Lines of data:
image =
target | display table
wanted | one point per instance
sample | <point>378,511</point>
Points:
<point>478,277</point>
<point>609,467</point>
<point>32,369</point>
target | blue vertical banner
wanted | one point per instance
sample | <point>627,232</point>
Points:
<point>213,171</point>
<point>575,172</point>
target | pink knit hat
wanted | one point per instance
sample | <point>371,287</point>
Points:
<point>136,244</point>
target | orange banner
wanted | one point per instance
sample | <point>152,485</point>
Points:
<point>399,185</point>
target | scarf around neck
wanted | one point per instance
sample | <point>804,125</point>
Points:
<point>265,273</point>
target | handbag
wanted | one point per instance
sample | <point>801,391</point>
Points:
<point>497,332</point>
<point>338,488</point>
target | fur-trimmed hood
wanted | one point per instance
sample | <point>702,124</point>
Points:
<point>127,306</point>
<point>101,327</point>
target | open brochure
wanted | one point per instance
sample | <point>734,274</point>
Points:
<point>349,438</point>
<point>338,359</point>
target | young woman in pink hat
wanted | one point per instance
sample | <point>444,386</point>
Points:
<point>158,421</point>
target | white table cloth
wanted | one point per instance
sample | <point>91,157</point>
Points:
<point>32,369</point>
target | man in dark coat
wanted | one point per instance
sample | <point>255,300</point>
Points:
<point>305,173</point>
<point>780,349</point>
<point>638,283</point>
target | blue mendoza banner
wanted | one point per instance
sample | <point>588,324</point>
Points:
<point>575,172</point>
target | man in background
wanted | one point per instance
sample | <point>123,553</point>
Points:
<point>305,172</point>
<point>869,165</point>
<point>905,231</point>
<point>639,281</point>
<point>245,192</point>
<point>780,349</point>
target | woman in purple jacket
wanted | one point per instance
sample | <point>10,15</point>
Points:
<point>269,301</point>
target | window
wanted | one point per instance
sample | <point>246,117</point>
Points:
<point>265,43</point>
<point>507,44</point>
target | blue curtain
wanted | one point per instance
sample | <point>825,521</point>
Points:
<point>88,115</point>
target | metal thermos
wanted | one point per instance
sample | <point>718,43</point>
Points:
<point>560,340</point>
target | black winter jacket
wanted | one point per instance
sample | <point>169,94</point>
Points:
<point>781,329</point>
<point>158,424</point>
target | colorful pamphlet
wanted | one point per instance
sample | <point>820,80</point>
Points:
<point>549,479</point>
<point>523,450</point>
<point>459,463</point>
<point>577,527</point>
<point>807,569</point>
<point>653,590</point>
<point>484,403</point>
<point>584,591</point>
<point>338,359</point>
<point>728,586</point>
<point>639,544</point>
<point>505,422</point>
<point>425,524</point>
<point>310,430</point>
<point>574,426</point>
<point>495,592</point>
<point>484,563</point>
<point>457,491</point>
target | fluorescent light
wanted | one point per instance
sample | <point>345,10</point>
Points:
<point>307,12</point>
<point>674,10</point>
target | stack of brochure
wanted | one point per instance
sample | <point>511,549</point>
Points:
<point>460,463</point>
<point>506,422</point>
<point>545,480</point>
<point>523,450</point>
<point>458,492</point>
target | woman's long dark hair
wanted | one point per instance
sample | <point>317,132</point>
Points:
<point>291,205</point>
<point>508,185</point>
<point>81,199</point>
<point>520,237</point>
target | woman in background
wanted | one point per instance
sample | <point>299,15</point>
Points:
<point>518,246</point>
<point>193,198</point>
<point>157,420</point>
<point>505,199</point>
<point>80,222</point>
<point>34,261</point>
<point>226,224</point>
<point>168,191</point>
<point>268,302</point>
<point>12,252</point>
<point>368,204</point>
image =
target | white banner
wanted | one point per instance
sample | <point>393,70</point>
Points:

SET PROBLEM: Print every one of the lines of data above, unchanged.

EXPECTED ANSWER:
image =
target | display table
wanted | one point per instance
sample | <point>378,511</point>
Points:
<point>478,277</point>
<point>609,467</point>
<point>32,369</point>
target | blue vertical banner
wanted | one point per instance
sample | <point>627,232</point>
Points:
<point>213,171</point>
<point>575,172</point>
target | pink knit hat
wanted | one point per instance
sample | <point>371,287</point>
Points:
<point>136,244</point>
target | orange banner
wanted | one point per instance
sample | <point>152,485</point>
Points:
<point>399,185</point>
target | scarf around neck
wanted | one point per instance
sample | <point>804,125</point>
Points:
<point>265,273</point>
target | handbag
wanted | one point per instance
sample | <point>801,391</point>
Points:
<point>497,332</point>
<point>338,488</point>
target | fur-trimmed hood
wanted | one point per instance
sample | <point>702,124</point>
Points:
<point>127,306</point>
<point>101,327</point>
target | open brochure
wanted | one point per instance
sample | <point>734,274</point>
Points:
<point>349,438</point>
<point>338,359</point>
target | young woman in pink hat
wanted | one point per instance
sample | <point>444,386</point>
Points:
<point>158,421</point>
target | white table cloth
wanted | one point per instance
sample | <point>91,157</point>
Points:
<point>32,369</point>
target | man in dark coat
wanted | one point per instance
sample | <point>255,300</point>
Points:
<point>305,173</point>
<point>780,349</point>
<point>638,283</point>
target | blue mendoza banner
wanted | one point per instance
sample | <point>588,324</point>
Points:
<point>575,172</point>
target | man in background
wanted | one point per instance
sample | <point>123,553</point>
Points:
<point>305,172</point>
<point>869,165</point>
<point>905,231</point>
<point>639,281</point>
<point>245,192</point>
<point>780,349</point>
target | woman in purple jacket
wanted | one point per instance
sample | <point>10,15</point>
Points:
<point>269,301</point>
target | window
wanted | one point per instance
sample | <point>246,117</point>
Points:
<point>265,43</point>
<point>507,44</point>
target | blue curtain
wanted | one point per instance
sample | <point>825,521</point>
Points:
<point>88,115</point>
target | metal thermos
wanted | one point per instance
sample | <point>718,43</point>
Points:
<point>560,340</point>
target | black winter jacket
wanted | one point per instance
sample | <point>169,94</point>
Points:
<point>781,329</point>
<point>158,424</point>
target | colorful pamphlet
wanted | one point per instance
sample | <point>820,80</point>
Points:
<point>549,479</point>
<point>523,450</point>
<point>459,463</point>
<point>577,527</point>
<point>807,569</point>
<point>653,590</point>
<point>484,403</point>
<point>584,591</point>
<point>338,359</point>
<point>728,586</point>
<point>639,544</point>
<point>505,422</point>
<point>425,524</point>
<point>310,430</point>
<point>574,426</point>
<point>495,592</point>
<point>484,563</point>
<point>457,491</point>
target | fluorescent light
wanted | one point per instance
sample | <point>345,10</point>
Points:
<point>307,12</point>
<point>674,10</point>
target | stack of brochure
wanted | one point per instance
sample | <point>511,549</point>
Points:
<point>460,463</point>
<point>506,422</point>
<point>545,480</point>
<point>523,450</point>
<point>458,492</point>
target | woman's long dark hair
wanted | one point per instance
sample | <point>317,132</point>
Points:
<point>291,205</point>
<point>508,185</point>
<point>81,199</point>
<point>520,237</point>
target | woman in background
wanted | one point per instance
sample | <point>299,15</point>
Points:
<point>518,246</point>
<point>193,198</point>
<point>157,420</point>
<point>505,199</point>
<point>80,222</point>
<point>34,261</point>
<point>226,224</point>
<point>168,191</point>
<point>268,302</point>
<point>12,252</point>
<point>368,204</point>
image =
target | white banner
wanted | one point per instance
sample | <point>393,70</point>
Points:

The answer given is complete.